• **Zadania do wykonania**:
(a) Wymień wszystkie postaci, które fragment tekstu o mocy słowa i Sokratesie przywołuje z imienia.
(b) Streść krócej akapit fragmentu tekstu zaczynający się od słów „Czyżby ktoś go uderzył?”, zachowując jego najważniejsze informacje.
(c) Podejmij fragment tekstu o mocy słowa i Sokratesie po jego ostatnim zdaniu i napisz dalszy ciąg.

• **Fragment tekstu**:
┄┄┄┄┄┄┄┄┄┄┄┄┄┄┄┄┄┄┄┄

Często w chwilach kuszenia pozostajemy sami. Skazani jesteśmy – jak Jezus – jedynie na hordy dzikich bestii i duchową pomoc skądinąd niewidzialnych bytów niebiańskich. Ale czy to mało?

Słowo i jego moc

W dzielnicy Żydów ortodoksyjnych w Jerozolimie lub przy Murze Płaczu zobaczyć można czasem bardzo osobliwe sceny. Dwóch mężczyzn, wyznawców judaizmu ubranych tradycyjnie w czarne fraki i kapelusze, stoi naprzeciw siebie, żywo rozmawiając. Gestykulują przy tym teatralnie rękoma, łapią się za głowy, miotają pejsami… Ich głosy przybierają na sile. Od razu wiadomo, że toczą spór. Podchodzi do nich trzeci mężczyzna, by nieco uspokoić sytuację i nagle… pada na ziemię!

Czyżby ktoś go uderzył? Nie. Podszedł akurat wtedy, gdy oponenci obdarzali się złorzeczeniami, więc nie chciał, aby jakiekolwiek z nich dotknęło jego! Padł więc na ziemię, aby życzenie zła wypowiedziane przez jednego z uczestników kłótni dopadło jego adwersarza, a nie przypadkowego rozjemcy. Takie rodzajowe scenki wyraźnie pokazują, jak wielką wagę Żydzi nadają wypowiadanym słowom.

Taką samą moc mają w przekonaniu wyznawców judaizmu życzenia dobra i słowa pełne miłości. Nic więc dziwnego, że tłumy cisnęły się do Jezusa, gdy Ten „przyszedł do Galilei i głosił Ewangelię” (Mk 1,14). Bo Ewangelia to słowa pełne dobra i miłości.

Sokrates nawrócony

Sokrates głosił, że wystarczy wiedzieć, co jest dobre, a wówczas łatwo przyjdzie wprowadzić to w życie. Wiedzieć, czym jest sprawiedliwość i postępować sprawiedliwie, to jedno i to samo – twierdził. Tymczasem intelektualizm etyczny po prostu się nie sprawdza. Potwierdzi to każdy, kto co jakiś czas klęka przed kratami konfesjonału. Sam św. Paweł, apostoł narodów, żalił się Rzymianom, że łatwo przychodzi mu chcieć tego, co dobre, ale wykonanie tego jest o niebo trudniejsze. Opowiada się, że gdy Sokrates przebywał w celi swojej śmierci czekając na wyrok (który sam sobie wymierzył), usłyszał pewnego razu przez ścianę śpiew jednego ze współwięźniów. Była to jedna z najtrudniejszych pieśni Stesychorosa. „Naucz mnie jej” – zawołał Sokrates. „Po co? – zapytał więziony – przecież i tak wkrótce umrzesz”. „Chcę mieć pewność, że do ostatniej godziny poszukiwałem tego, co dobre, prawdziwe i piękne” – odpowiedział skazaniec.

┄┄┄┄┄┄┄┄┄┄┄┄┄┄┄┄┄┄┄┄

• **Dane**:
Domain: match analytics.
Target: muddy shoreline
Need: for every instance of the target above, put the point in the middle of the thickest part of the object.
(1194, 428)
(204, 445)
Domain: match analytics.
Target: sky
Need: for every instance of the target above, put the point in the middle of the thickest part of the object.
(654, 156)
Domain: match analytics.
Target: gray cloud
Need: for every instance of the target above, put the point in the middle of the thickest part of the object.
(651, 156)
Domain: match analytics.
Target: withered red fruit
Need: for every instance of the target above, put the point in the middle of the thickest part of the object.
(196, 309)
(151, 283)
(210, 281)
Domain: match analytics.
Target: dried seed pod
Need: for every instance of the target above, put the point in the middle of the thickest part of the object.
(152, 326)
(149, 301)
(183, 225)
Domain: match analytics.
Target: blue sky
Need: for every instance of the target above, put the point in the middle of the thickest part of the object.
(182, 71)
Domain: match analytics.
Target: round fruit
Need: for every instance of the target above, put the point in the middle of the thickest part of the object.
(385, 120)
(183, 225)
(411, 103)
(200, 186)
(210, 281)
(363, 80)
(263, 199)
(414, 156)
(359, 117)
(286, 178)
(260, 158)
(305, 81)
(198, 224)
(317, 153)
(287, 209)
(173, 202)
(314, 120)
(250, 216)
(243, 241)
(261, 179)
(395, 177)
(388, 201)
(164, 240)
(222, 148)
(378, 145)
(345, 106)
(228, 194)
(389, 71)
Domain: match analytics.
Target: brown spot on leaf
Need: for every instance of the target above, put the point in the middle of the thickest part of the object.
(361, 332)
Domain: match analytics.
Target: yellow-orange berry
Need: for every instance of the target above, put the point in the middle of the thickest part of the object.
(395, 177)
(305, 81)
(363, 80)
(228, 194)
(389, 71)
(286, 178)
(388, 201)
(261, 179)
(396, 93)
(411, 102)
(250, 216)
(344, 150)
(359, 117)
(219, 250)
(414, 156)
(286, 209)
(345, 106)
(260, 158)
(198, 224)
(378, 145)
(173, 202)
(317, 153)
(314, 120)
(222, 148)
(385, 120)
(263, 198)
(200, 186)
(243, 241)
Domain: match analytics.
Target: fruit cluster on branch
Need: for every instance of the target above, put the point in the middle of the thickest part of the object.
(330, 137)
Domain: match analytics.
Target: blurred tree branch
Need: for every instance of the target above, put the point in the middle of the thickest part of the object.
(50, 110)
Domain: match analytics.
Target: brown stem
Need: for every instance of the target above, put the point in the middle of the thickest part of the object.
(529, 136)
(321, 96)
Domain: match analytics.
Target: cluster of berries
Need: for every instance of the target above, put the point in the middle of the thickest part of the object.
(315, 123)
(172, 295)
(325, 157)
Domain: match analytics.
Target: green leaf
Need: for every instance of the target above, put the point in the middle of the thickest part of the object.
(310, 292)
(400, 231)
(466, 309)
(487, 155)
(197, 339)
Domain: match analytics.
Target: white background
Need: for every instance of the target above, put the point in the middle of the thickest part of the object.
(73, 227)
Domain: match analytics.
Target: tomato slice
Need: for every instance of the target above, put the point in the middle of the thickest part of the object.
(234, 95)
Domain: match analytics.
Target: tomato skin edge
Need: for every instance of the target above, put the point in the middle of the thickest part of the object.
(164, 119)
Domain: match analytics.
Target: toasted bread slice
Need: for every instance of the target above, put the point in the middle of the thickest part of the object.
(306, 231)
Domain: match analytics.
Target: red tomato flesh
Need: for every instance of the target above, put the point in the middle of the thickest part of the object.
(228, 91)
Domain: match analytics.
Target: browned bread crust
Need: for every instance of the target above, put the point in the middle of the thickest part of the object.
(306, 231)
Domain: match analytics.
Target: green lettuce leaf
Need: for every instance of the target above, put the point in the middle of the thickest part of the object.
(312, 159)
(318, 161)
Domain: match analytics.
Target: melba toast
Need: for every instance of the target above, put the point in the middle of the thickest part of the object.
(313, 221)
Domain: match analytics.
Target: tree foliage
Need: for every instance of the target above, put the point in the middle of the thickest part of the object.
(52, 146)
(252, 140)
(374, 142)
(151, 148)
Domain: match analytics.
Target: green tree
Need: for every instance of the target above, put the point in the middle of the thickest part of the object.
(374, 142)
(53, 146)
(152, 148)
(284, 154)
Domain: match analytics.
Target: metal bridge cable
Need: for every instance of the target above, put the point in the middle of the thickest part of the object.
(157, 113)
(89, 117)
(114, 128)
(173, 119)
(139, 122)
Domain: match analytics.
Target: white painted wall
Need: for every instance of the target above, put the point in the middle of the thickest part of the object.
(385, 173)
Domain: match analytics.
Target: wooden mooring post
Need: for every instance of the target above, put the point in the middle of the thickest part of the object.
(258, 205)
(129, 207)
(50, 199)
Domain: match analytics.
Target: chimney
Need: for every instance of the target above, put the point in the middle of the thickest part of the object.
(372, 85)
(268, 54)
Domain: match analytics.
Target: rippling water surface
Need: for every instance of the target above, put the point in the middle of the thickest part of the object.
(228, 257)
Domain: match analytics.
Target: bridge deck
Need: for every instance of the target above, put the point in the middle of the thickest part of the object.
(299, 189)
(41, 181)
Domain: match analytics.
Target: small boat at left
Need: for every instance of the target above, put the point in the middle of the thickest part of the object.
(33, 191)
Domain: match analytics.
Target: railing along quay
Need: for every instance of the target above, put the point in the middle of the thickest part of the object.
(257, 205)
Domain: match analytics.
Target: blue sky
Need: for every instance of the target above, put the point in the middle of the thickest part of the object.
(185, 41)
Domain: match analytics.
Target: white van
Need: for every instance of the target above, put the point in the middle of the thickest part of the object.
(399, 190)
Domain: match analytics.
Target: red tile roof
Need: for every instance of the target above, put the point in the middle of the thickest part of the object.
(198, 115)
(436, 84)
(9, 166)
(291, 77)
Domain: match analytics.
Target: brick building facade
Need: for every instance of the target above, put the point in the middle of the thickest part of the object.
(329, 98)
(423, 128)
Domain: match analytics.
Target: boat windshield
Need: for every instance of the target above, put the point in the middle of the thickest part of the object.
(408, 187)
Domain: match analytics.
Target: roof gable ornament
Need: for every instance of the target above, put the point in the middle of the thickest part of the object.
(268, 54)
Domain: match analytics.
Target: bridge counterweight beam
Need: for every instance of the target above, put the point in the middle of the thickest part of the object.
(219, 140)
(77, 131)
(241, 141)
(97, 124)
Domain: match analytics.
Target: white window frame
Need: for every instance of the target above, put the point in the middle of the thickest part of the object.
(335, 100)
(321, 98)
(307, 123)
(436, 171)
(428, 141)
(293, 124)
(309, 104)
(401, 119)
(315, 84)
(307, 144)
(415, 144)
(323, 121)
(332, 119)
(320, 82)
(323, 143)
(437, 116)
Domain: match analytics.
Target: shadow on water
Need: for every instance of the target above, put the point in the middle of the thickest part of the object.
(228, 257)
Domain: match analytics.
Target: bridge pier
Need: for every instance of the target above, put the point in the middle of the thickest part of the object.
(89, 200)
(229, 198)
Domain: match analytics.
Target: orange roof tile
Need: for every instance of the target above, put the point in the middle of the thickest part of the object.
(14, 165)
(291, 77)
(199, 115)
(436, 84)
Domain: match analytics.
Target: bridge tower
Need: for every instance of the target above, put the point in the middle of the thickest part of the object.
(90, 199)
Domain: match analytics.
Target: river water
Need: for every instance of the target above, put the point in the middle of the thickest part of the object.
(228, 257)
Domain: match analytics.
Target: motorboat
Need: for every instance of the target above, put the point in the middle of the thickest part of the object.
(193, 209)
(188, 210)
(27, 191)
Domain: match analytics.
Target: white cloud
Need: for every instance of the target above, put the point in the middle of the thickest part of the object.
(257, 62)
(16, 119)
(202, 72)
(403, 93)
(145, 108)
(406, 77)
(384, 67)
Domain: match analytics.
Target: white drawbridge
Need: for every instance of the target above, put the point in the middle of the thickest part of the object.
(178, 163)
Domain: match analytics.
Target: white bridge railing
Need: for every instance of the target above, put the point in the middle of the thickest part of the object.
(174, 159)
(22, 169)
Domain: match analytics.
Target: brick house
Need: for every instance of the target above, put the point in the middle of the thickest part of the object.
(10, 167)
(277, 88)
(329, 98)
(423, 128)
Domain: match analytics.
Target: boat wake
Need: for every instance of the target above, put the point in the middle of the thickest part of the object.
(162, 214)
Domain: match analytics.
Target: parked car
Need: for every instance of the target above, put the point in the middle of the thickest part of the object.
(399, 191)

┄┄┄┄┄┄┄┄┄┄┄┄┄┄┄┄┄┄┄┄

• **W odpowiedzi**:
(a) Jezus, Sokrates, św. Paweł, Stesychoros

(b) Nikt go nie uderzył. Mężczyzna podszedł w chwili, gdy spierający się rzucali na siebie złorzeczenia, i padł na ziemię, by życzenie zła trafiło w przeciwnika, a nie w przypadkowego rozjemcę. Takie scenki pokazują, jak wielką wagę Żydzi przywiązują do wypowiadanych słów.

(c)
Mocno rozbrzmiewa dziś głos Jezusa, wzywający do poszukiwania tego, co dobre, prawdziwe i piękne: „Nawracajcie się i wierzcie w Ewangelię” (Mk 1,15). Powstaje więc triada: nawrócenie – wiara – Ewangelia. Nawrócenie (gr. metanoia) jest zmianą sposobu myślenia, a w konsekwencji – zmianą sposobu postępowania. Człowiek na drodze refleksji dochodzi do wniosku, że jego sposób widzenia świata, ludzi, siebie, nie jest właściwy, jest wykrzywiony – jak w krzywym zwierciadle – i postanawia zmienić swój styl myślenia. Na jaki? Na Boży sposób myślenia. Chodzi i próbę spojrzenia na świat oczyma Boga. Tyle nawrócenie. A wiara? Ufność w Bogu – to istotny element wiary. Wiara bez ufności, z której wynikają czyny, nic w życiu nie zmienia. Sama wiara w istnienie Boga jest jak wiara w istnienie Bieguna Południowego – ani jednego, ani drugiego (przypuszczam) nikt z nas nie widział. Sama wiara w to, że Bóg istnieje, jeszcze nie wpływa na nasze życie. A Bóg, który istnieje, ale nie wpływa na nasze życie, mógłby równie dobrze nie istnieć.  I wreszcie Ewangelia: eu – aggelion, dobra – nowina. Wiara w Ewangelię to wiara w dobro, w to, że czynienie go ma sens i w to, że doprowadzi nas ono do Tego, który „jedynie jest dobry”.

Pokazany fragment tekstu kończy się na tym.